#### Your task:
Reproduce the material below word for word, starting at the line that contains "the tree, each" and ending at the material's last line, with both of those lines included.

#### Record excerpts:
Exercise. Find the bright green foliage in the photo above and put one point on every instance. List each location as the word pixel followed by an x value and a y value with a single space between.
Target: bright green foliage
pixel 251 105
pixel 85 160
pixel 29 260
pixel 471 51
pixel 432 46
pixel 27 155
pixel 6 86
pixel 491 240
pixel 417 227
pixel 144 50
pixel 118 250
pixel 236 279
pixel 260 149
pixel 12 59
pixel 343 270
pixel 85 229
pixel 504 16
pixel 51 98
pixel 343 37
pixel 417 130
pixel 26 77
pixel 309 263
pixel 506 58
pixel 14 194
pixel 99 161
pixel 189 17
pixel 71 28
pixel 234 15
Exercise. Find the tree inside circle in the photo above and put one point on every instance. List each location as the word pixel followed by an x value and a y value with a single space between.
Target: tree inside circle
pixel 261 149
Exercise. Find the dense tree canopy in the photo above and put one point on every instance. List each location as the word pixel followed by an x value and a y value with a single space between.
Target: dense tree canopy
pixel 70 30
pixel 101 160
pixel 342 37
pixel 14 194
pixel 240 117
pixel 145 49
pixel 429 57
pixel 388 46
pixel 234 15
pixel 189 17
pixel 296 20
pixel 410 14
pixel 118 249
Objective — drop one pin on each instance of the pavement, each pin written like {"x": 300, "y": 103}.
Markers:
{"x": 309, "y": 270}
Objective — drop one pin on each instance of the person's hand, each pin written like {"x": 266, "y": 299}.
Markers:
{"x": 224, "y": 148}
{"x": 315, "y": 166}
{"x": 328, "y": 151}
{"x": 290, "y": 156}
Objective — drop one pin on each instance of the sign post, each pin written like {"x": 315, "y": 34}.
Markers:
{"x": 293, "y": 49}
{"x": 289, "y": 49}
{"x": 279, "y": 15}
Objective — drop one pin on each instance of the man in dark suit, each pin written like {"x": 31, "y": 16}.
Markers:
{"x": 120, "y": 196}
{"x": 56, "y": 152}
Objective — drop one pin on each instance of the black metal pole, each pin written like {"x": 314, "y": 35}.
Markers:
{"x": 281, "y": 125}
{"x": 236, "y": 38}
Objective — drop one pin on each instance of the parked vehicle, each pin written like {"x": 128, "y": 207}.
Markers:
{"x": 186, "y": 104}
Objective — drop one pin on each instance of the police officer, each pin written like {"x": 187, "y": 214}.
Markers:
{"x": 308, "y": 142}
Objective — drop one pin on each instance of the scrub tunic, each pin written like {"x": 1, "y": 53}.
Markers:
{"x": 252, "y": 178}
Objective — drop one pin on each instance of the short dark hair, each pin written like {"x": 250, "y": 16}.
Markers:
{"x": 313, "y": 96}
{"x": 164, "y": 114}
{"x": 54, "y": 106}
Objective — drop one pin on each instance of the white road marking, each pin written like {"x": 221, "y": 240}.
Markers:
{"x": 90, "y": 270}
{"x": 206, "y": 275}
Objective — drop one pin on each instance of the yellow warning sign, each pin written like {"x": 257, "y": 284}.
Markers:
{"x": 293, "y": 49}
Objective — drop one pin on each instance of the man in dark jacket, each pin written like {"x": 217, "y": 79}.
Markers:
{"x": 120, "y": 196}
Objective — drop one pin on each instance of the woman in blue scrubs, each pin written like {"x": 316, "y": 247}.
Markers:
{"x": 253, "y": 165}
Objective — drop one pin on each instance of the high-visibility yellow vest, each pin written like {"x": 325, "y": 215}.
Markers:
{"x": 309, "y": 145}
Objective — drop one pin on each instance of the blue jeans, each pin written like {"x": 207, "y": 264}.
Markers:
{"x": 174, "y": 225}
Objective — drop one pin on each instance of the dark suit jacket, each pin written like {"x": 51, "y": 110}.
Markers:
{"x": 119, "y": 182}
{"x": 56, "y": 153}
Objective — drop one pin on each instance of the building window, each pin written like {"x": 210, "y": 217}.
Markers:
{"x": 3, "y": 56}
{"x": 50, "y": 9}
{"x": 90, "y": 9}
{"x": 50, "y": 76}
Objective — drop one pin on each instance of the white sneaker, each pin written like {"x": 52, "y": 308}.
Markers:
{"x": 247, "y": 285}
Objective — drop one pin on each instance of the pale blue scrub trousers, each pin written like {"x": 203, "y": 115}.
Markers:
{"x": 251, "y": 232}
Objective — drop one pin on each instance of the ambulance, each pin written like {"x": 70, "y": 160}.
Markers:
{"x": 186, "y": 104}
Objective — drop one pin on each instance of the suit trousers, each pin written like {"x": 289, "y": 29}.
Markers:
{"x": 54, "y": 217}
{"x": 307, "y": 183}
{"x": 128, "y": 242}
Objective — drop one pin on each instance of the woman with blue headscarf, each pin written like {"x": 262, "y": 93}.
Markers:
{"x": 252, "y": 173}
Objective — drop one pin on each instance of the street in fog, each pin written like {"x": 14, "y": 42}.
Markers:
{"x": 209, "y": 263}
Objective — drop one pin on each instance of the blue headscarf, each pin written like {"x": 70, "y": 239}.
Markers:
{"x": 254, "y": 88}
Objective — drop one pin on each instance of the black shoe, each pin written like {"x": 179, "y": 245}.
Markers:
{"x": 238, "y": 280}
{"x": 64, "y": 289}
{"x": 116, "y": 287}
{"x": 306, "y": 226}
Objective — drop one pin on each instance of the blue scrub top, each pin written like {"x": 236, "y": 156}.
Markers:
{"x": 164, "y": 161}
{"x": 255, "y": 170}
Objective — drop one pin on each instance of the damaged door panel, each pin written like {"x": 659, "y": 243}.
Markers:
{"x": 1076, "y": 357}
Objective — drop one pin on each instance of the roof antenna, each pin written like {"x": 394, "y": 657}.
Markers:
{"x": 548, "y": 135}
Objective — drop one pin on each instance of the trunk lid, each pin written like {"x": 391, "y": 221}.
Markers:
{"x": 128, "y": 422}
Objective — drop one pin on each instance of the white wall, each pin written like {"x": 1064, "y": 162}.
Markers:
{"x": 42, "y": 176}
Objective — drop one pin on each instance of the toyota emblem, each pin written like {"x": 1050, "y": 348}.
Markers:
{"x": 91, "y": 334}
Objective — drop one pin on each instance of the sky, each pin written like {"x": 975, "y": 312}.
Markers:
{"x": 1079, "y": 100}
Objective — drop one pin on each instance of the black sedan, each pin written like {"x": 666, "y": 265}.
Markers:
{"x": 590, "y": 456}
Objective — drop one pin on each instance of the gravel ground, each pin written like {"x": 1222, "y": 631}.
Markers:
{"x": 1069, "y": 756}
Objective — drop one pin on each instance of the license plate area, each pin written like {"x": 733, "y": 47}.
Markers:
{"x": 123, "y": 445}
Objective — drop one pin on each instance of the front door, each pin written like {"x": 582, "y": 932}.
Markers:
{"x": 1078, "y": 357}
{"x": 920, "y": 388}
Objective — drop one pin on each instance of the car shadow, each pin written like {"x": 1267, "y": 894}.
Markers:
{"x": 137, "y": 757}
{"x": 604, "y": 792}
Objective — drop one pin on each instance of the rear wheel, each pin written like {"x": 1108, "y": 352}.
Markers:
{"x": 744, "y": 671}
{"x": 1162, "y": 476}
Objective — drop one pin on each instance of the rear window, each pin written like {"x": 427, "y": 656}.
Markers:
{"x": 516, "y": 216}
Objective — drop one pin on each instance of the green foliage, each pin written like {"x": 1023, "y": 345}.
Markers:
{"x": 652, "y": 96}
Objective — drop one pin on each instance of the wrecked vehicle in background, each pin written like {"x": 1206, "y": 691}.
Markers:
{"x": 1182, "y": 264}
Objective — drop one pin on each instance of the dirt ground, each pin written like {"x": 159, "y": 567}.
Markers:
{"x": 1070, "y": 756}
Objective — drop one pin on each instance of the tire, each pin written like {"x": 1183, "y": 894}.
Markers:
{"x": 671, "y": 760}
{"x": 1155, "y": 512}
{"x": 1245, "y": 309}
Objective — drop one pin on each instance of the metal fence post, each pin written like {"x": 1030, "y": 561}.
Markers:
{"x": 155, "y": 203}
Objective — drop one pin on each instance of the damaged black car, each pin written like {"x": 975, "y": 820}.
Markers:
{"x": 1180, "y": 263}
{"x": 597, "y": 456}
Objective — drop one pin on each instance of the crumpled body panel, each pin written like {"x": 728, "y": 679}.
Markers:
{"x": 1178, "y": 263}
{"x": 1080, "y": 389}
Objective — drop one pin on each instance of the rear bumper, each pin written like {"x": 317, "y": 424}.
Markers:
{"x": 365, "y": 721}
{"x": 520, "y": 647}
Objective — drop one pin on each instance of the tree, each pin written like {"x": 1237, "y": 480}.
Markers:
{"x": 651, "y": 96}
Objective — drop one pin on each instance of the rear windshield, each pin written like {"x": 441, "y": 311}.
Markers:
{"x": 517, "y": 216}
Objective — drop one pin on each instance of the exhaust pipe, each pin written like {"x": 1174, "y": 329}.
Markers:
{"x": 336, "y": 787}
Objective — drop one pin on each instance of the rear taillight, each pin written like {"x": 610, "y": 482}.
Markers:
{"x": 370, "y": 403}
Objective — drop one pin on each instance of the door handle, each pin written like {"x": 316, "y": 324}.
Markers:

#### Written answer:
Objective — drop one pin on each instance of the tree, each pin written like {"x": 1237, "y": 480}.
Markers:
{"x": 651, "y": 96}
Objective — drop one pin on each instance of the rear windshield, each pin written like {"x": 441, "y": 311}.
Markers:
{"x": 517, "y": 216}
Objective — drop one pin on each instance of the exhaust pipe, each pin written like {"x": 1174, "y": 329}.
Markers:
{"x": 336, "y": 787}
Objective — drop one pin on each instance of the rear taillight, each pin written like {"x": 610, "y": 482}.
Markers:
{"x": 370, "y": 403}
Objective — drop one pin on each instance of the door handle, each pin written like {"x": 316, "y": 324}.
Markers:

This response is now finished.